(A run of records)
↓
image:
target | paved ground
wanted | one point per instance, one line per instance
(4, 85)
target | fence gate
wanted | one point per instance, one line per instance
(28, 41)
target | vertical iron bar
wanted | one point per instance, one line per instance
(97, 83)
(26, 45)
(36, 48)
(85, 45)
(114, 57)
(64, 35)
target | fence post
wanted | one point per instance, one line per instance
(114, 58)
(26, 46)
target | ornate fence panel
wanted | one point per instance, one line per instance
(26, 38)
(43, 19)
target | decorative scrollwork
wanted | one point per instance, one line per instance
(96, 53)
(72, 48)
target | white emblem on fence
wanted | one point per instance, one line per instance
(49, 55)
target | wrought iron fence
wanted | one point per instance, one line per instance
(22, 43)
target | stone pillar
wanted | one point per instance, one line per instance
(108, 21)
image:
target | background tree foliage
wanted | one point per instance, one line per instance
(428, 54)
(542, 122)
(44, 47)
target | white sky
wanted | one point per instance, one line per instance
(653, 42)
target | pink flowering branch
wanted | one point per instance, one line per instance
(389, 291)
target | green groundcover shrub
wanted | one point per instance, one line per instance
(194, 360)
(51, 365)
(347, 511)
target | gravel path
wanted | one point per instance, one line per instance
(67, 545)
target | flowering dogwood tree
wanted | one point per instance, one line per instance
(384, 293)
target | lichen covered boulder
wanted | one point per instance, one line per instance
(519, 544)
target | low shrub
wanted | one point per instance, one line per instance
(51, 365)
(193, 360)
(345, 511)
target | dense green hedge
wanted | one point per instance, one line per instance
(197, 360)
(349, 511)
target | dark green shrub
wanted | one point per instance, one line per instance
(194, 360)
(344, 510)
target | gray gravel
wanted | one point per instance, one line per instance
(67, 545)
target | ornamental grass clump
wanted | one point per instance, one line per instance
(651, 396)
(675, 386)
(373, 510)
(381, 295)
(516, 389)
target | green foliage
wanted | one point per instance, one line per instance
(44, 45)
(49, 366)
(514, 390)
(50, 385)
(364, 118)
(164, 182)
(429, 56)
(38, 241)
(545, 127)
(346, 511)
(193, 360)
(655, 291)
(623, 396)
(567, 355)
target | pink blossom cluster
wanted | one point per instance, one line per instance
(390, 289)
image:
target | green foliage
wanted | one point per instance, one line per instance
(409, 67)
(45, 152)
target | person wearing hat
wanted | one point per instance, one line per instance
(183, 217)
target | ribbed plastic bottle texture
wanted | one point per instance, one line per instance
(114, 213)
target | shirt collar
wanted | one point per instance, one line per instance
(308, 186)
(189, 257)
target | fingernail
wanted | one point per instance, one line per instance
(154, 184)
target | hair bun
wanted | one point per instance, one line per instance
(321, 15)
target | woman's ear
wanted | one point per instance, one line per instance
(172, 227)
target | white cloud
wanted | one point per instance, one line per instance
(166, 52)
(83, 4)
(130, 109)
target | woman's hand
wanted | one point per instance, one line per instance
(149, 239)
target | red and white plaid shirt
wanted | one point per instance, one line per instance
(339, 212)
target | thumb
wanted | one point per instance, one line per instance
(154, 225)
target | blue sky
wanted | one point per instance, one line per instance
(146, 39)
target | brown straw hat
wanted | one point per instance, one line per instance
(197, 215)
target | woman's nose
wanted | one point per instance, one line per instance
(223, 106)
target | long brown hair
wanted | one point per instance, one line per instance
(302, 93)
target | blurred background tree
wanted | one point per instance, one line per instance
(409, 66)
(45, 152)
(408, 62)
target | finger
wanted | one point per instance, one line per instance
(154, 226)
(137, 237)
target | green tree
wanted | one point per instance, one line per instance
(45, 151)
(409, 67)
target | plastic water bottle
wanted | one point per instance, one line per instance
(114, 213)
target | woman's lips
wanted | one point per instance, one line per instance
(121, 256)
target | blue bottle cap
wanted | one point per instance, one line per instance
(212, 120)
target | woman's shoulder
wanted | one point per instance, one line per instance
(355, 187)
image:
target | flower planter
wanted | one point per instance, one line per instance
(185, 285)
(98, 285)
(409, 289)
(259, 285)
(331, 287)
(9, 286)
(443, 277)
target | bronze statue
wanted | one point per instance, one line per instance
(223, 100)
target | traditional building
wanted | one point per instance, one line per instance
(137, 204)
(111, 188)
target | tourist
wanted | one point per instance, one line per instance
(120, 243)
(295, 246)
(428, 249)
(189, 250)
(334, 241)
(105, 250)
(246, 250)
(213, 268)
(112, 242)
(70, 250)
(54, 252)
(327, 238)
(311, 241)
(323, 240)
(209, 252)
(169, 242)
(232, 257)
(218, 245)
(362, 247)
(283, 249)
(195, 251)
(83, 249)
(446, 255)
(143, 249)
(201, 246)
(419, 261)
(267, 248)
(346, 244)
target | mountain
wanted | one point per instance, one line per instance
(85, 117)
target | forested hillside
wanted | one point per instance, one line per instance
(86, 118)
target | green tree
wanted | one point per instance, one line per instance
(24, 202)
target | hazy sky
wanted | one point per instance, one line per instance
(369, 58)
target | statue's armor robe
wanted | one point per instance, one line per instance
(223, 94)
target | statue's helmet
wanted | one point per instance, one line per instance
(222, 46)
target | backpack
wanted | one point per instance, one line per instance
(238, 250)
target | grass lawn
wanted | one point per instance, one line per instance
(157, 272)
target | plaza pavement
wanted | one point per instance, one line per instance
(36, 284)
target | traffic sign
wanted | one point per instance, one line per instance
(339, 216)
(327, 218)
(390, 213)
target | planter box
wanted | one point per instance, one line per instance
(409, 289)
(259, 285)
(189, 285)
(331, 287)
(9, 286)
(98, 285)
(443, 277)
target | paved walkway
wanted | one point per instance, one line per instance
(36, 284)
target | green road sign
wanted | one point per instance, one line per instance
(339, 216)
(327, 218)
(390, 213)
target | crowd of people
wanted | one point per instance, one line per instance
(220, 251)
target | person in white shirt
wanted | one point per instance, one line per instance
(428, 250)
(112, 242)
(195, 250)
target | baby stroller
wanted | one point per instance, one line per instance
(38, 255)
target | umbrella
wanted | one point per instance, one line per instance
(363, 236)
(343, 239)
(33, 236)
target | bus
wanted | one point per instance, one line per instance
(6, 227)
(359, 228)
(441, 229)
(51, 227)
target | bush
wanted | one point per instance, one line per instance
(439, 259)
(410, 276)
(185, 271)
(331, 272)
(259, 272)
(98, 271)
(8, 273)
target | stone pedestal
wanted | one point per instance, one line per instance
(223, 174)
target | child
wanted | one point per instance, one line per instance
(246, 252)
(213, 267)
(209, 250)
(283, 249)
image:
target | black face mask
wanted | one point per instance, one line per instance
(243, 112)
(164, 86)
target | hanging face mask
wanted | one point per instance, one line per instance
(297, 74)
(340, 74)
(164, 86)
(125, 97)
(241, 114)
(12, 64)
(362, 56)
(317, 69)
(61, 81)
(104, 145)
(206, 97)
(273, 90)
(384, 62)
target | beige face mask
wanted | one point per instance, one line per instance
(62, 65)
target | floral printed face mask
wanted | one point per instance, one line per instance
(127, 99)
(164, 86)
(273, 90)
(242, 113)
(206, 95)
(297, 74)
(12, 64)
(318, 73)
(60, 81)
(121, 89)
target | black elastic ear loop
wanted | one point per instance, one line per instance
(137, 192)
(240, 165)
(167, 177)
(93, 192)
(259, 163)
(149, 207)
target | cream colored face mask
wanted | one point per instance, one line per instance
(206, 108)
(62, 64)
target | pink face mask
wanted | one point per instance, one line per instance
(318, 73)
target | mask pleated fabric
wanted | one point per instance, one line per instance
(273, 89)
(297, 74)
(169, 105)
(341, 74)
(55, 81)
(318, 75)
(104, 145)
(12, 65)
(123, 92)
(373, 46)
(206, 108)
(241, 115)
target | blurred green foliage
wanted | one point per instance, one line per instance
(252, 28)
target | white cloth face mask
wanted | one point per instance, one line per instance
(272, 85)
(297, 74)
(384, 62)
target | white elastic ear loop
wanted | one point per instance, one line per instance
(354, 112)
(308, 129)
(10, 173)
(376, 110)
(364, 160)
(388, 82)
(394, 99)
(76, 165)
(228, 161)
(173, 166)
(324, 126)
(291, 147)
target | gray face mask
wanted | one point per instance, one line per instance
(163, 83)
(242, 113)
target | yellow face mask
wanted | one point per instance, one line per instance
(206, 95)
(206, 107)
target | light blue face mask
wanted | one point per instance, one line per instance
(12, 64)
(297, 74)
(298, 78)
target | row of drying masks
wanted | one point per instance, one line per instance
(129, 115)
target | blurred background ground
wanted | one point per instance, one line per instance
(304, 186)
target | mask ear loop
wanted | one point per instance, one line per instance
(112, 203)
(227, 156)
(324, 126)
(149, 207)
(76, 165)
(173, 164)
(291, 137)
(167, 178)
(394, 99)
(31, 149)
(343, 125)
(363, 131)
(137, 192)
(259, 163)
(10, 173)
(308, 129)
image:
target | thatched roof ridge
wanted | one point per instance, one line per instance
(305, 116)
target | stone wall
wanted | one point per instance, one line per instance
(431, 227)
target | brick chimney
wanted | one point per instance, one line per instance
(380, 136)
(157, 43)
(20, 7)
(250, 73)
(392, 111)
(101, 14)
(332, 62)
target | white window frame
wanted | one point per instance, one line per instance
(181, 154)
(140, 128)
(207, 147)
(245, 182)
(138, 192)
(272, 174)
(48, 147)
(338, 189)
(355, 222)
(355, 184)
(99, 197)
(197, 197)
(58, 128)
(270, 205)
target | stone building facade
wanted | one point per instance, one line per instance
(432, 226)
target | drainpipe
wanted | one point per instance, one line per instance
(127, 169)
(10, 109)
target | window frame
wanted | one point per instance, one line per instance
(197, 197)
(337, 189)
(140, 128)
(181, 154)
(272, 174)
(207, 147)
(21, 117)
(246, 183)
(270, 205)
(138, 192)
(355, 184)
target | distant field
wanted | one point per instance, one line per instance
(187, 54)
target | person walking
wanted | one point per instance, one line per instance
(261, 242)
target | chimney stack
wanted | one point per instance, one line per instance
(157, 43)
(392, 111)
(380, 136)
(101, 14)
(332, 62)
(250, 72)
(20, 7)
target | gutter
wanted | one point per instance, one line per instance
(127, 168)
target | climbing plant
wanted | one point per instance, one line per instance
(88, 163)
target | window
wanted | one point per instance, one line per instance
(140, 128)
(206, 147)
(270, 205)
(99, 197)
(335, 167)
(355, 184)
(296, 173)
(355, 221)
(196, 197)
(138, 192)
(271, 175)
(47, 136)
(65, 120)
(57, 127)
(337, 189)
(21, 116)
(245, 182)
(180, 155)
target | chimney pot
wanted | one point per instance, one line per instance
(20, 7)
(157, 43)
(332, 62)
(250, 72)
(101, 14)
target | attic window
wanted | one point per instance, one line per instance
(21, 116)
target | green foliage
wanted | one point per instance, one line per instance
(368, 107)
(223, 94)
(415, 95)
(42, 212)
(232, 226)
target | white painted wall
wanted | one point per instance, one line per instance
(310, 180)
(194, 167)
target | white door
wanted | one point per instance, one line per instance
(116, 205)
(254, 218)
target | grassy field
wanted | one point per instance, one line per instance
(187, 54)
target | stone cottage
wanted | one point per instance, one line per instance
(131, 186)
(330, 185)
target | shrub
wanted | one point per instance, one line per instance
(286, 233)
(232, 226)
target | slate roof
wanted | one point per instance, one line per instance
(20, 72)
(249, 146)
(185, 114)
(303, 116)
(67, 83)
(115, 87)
↑
Every line from the one containing "target | window frame" through the end of the data must be repeated exactly, and no other line.

- [Full output]:
target | window frame
wanted | one point per instance, one line per instance
(197, 197)
(337, 189)
(140, 128)
(181, 154)
(272, 174)
(207, 147)
(21, 117)
(246, 183)
(270, 205)
(138, 192)
(355, 184)
target | distant field
wanted | one point per instance, one line per instance
(187, 54)
target | person walking
wanted | one point per instance, one line per instance
(261, 242)
target | chimney stack
wanted | one point per instance, one line per instance
(157, 43)
(392, 111)
(380, 136)
(101, 14)
(332, 62)
(250, 72)
(20, 7)
target | gutter
wanted | one point per instance, one line per instance
(127, 168)
target | climbing plant
wanted | one point per instance, one line per instance
(88, 163)
target | window
wanted | one point per instance, one line per instance
(140, 128)
(206, 147)
(270, 205)
(99, 197)
(335, 167)
(355, 184)
(296, 173)
(355, 221)
(196, 197)
(138, 192)
(271, 175)
(47, 136)
(65, 120)
(57, 127)
(337, 189)
(21, 116)
(245, 182)
(180, 155)
target | chimney pot
wanted | one point per instance, one line per instance
(20, 7)
(157, 43)
(332, 62)
(250, 72)
(101, 14)
target | attic window
wanted | one point per instance, one line per instance
(21, 116)
target | green foliage
wanted | one point per instance, one line per instance
(368, 107)
(223, 94)
(415, 95)
(42, 212)
(232, 226)
target | white painted wall
wanted | one point per instance, one line per instance
(310, 180)
(194, 167)
target | white door
wanted | one point per instance, one line per instance
(116, 205)
(254, 218)
target | grassy field
wanted | one point per instance, one line per instance
(187, 54)
target | stone cottage
wanted | one point per instance, one line per instance
(131, 186)
(330, 185)
target | shrub
wanted | one point per instance, one line per instance
(286, 233)
(232, 226)
target | slate roof
wanted | one point per instance, one line per instance
(20, 72)
(249, 146)
(185, 114)
(303, 116)
(67, 83)
(115, 87)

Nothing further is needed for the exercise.